* _Task goal_
Exact reproduction of every entry is required.

* _Extracted material_
[Start of Attachment]

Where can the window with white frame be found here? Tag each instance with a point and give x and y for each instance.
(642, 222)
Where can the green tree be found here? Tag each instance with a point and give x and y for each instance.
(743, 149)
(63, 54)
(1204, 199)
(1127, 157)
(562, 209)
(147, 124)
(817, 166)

[End of Attachment]

* _Solution for this problem_
Where can the window with white frame be found here? Tag each instance with a point and give x and y for each instance.
(642, 222)
Where can the green tree be found here? Tag each instance with a point and give x and y for each instance.
(743, 149)
(63, 54)
(1204, 199)
(1127, 157)
(562, 209)
(147, 124)
(817, 166)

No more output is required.